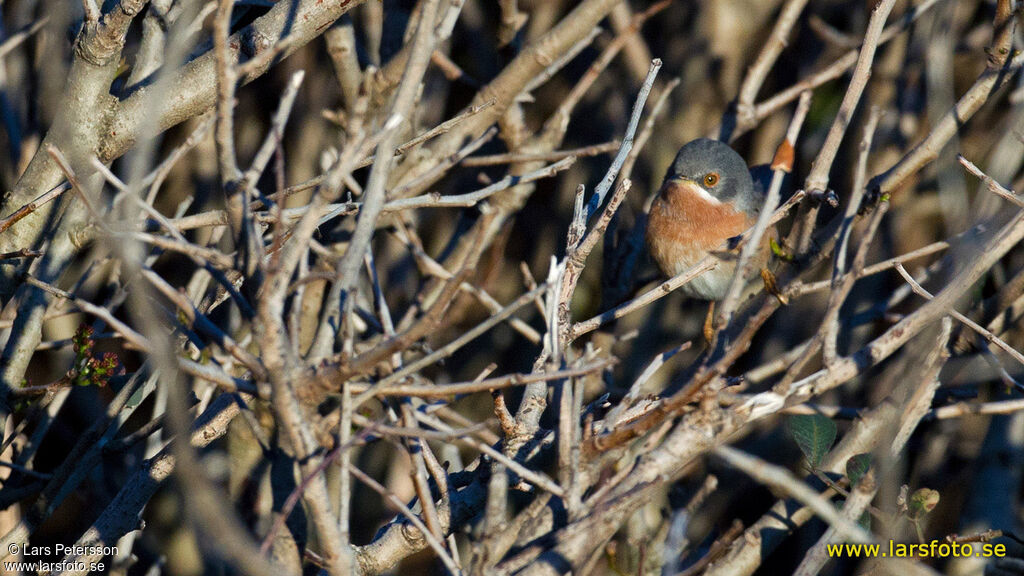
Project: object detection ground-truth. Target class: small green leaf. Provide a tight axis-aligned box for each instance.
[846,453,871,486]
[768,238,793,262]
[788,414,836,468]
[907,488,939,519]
==*==
What this task involves:
Copy the listing above, substituting "yellow" for "green" and changing nothing else. Leave the picture out.

Exercise answer:
Project: object detection ground-truth. Target class: small yellow leaf. Provide a tight axis-aligned box for each instance.
[846,453,871,486]
[768,238,793,262]
[788,414,836,468]
[907,488,939,519]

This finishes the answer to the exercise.